-- The data --

+ + +

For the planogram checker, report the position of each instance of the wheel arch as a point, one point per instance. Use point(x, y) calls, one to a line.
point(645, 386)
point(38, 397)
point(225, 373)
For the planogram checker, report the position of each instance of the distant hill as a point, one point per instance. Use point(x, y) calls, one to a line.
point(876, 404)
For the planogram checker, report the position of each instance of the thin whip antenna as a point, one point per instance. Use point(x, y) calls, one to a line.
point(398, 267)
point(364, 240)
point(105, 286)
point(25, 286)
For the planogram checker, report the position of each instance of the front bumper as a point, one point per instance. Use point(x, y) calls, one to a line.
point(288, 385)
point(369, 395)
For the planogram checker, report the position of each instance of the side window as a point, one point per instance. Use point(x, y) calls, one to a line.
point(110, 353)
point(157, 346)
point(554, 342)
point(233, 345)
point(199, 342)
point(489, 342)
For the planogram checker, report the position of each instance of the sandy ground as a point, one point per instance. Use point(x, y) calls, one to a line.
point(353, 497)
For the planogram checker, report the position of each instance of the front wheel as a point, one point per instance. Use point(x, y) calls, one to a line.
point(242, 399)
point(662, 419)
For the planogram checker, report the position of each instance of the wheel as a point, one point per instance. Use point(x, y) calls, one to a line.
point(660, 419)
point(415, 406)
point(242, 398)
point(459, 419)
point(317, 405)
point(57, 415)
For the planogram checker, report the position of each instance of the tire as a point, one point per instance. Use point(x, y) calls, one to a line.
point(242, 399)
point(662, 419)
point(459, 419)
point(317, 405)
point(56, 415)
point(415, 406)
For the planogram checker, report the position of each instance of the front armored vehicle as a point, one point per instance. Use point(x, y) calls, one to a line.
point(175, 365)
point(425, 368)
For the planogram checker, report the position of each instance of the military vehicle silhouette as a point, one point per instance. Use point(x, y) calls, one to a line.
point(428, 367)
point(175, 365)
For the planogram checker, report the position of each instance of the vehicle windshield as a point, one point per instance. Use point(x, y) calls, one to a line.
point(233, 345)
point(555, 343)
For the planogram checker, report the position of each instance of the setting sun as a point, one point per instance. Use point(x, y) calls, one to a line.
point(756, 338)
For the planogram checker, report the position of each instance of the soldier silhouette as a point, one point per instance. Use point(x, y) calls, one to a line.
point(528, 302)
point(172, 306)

+ + +

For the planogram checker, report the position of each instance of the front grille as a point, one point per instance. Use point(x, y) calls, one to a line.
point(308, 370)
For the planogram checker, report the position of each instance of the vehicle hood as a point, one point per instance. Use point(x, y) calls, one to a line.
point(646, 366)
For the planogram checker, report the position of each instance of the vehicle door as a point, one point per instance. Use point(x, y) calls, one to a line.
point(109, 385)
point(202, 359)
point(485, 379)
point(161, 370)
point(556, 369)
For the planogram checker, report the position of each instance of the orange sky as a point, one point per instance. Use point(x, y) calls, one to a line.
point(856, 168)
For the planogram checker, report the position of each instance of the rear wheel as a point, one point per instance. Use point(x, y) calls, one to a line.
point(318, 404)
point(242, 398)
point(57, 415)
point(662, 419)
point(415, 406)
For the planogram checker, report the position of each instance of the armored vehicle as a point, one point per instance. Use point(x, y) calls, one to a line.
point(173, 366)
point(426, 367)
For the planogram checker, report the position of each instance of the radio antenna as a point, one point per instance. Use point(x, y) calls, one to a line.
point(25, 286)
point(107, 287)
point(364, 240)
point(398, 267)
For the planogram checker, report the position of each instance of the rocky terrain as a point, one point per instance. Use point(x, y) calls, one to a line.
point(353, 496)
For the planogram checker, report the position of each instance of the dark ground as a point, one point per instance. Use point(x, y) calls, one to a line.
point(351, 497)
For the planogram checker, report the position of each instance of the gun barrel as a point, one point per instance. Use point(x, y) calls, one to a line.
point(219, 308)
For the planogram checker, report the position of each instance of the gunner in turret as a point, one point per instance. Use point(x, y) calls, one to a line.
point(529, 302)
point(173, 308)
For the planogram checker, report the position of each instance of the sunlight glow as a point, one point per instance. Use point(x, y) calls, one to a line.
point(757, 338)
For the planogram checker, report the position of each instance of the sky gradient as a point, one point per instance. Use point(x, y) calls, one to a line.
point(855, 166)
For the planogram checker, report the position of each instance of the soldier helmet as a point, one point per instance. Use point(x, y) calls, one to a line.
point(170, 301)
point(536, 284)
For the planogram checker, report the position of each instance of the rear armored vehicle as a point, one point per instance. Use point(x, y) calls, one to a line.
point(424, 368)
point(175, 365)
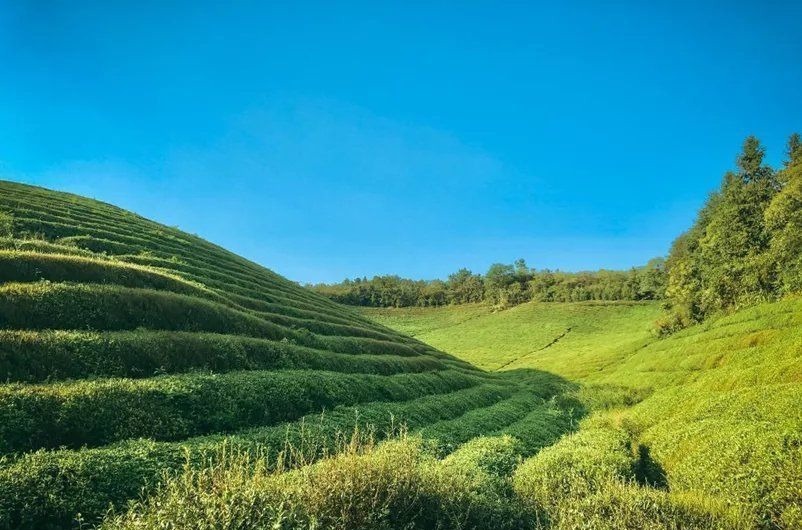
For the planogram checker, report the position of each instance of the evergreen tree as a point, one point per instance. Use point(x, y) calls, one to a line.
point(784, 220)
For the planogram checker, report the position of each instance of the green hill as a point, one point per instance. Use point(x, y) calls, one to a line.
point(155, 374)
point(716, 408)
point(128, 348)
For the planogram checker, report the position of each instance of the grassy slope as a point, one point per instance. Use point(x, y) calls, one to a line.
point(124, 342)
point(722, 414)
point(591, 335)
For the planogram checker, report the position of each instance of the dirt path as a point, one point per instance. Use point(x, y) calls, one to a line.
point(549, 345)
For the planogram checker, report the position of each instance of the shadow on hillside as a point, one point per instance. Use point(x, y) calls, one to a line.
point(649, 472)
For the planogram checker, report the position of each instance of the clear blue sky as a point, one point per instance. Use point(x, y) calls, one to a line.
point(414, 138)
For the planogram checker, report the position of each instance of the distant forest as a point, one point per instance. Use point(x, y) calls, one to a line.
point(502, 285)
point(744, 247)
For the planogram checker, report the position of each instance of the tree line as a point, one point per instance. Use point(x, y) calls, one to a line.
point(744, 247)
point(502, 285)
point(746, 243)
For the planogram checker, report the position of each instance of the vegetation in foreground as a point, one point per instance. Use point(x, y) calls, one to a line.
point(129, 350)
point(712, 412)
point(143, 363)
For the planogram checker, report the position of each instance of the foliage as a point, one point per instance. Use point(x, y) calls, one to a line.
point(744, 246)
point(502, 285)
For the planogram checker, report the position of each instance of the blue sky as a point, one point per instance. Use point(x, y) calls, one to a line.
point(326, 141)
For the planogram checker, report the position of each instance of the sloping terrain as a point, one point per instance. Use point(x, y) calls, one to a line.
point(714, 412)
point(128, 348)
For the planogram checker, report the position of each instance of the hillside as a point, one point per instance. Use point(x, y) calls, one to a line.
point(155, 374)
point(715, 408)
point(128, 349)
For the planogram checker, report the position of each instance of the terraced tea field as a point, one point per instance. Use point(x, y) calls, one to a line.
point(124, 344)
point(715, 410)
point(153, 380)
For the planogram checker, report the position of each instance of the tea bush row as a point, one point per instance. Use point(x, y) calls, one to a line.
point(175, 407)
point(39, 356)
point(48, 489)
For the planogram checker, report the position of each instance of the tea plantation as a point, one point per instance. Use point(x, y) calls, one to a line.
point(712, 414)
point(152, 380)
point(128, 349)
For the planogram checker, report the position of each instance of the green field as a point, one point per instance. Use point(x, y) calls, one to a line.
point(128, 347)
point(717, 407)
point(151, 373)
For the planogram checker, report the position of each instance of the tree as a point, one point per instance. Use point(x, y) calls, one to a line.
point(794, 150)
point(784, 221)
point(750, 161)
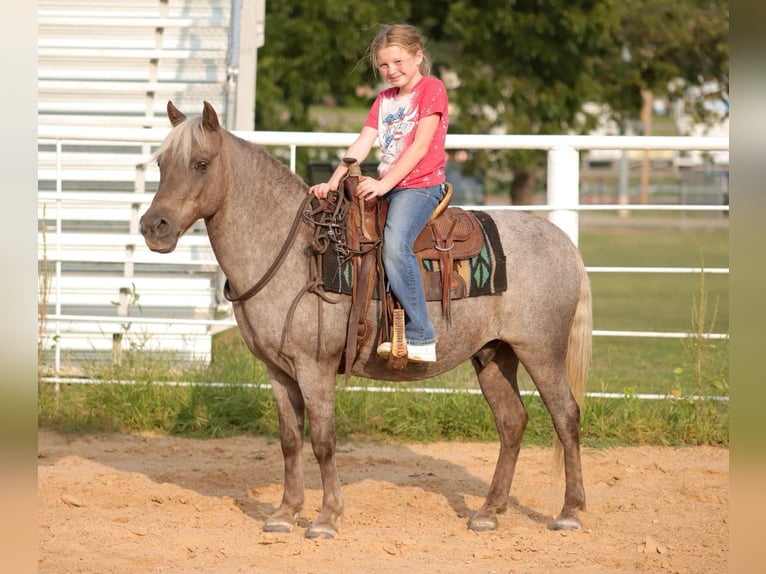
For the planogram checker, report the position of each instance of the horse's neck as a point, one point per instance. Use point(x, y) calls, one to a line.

+ + +

-- Work to be completed --
Please rewrite the material from the line that has "the tea plantation" through the line with "of the horse's", replacing "green field" with "grassy meadow" and keeping everything else the same. Omit the pictures from your version.

-- Reply to the exercise --
For the planogram checker, report the position of each instance of the tea plantation as a point, one point per instance. Use point(x, y) calls, one to a line.
point(712, 414)
point(152, 380)
point(128, 349)
For the planogram checker, report the position of each instance of the grassy meadow as a point, one point per instance. Use point(x, y) calls, one to a line.
point(128, 347)
point(717, 407)
point(151, 373)
For the planogram checker, report the position of each instance of the tree as a point, one point per instance. Use point(x, y) calls, one to a line.
point(794, 150)
point(784, 221)
point(750, 161)
For the planogram checker, report the position of each instance of the horse's neck as a point, one point per instance. Use point(x, y) calls, one to a line.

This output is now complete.